TASK ▸
Nothing in the records may change. Output them all exactly.

MATERIAL TO PROCESS ▸
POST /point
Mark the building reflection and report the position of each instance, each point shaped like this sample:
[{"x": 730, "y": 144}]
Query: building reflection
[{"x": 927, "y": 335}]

COMPLETED TASK ▸
POST /point
Mark the building reflection and report the position of each instance, each point shaped like this sample:
[{"x": 730, "y": 144}]
Query: building reflection
[{"x": 927, "y": 335}]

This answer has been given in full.